* [What you will do] Write out every one of the rows below word for word, from the first to the last.

..............................

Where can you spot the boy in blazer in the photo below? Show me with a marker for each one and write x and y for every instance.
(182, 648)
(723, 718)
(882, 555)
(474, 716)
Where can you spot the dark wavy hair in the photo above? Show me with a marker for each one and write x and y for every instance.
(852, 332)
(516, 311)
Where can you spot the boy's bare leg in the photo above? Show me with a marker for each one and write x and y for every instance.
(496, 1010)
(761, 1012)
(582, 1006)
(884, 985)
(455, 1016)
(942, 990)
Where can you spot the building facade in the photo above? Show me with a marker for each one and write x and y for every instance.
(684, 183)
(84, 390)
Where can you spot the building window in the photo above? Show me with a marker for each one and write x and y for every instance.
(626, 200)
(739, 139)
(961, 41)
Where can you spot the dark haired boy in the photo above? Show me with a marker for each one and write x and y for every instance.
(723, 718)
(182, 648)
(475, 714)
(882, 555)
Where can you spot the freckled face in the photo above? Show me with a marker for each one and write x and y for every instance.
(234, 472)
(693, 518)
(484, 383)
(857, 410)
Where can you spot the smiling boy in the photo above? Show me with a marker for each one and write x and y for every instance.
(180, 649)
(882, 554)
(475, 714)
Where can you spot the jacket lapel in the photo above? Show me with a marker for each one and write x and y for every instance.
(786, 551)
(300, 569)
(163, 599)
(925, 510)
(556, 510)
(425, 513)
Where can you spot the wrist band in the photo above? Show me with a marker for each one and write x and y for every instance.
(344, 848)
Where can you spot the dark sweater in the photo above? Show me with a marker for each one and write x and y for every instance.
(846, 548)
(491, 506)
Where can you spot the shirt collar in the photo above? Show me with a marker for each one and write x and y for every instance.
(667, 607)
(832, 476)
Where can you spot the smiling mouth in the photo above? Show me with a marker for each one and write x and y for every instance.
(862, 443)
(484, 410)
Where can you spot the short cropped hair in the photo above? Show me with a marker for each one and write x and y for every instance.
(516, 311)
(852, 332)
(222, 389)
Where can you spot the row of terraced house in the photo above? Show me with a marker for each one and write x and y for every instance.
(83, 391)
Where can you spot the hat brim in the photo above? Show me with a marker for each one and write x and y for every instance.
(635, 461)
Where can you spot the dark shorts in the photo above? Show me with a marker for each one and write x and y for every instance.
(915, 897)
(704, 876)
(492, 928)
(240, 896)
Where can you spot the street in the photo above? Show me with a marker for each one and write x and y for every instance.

..............................

* [Result of this task]
Where can you spot the boy in blazer in the photo below? Show me with a marker for each one and write x and y for every instance.
(182, 648)
(723, 718)
(882, 555)
(474, 716)
Where can you spot the dark wavy hair in the photo above? Show me with a marker for each one and write x and y for every instance.
(852, 332)
(516, 311)
Where can you spot the boy's bare leg in the photo above? Show me with a marker for each one and write x and y for every instance.
(496, 1010)
(761, 1012)
(582, 1006)
(884, 985)
(455, 1016)
(942, 990)
Where can you spot the building facade in the photo above? Show me with a marker for each one and write x and y for every instance.
(684, 183)
(84, 390)
Where can you spot the building window in the photo above? Show me with a marker for each one and write x and y for every instance.
(626, 200)
(739, 139)
(961, 41)
Where can you spot the dark haired boy in the photo above? Show me with a marker for each one and write x and y for every instance.
(723, 718)
(182, 648)
(475, 714)
(882, 555)
Where can you spot the freckled face in the photo above? Show me with a marker for each one and write x and y for every instance.
(234, 472)
(693, 518)
(484, 383)
(857, 410)
Where can you spot the smiling boy in the photo above? Show me with a marker for each one and write x and y for every instance.
(180, 649)
(882, 554)
(475, 714)
Where can you spot the jacket lapel in the photo above? Show me with a marker for each one and write x and y for every instance.
(786, 551)
(300, 569)
(163, 599)
(925, 510)
(556, 510)
(425, 513)
Where can you spot the wrist band in the photo above? Show me with a marker for each one and write x and y for every instance.
(344, 848)
Where can you spot the dark sweater in the photo above? Show me with a marker for each one and write x and y for every instance.
(846, 548)
(491, 506)
Where can you spot the shirt collar in the photo above? Show me with a marker for each one and write x and y for every instance.
(667, 607)
(832, 476)
Where can you spot the smiling mouth in the photo above? Show me with a marker for each one and write x and y for every instance.
(862, 443)
(484, 410)
Where can you spot the short cropped hair in the photo above? Show me with a marker for each one and write x and y for every instance.
(516, 311)
(852, 332)
(222, 389)
Where can you spot the row of terraced house in the photo above? Show me with a marker for each one and write x and y for every instance.
(83, 391)
Where can you spot the hat brim in the photo above? Show me with a marker for each one and write x and y for every instance.
(635, 461)
Where can you spot the dark shorts in the photo above? Show me with a marker for each one and write x and y for every instance.
(915, 897)
(704, 876)
(492, 928)
(240, 896)
Where can you spot the street in the photo above? Show me with a marker for each one and write x and y for every instance.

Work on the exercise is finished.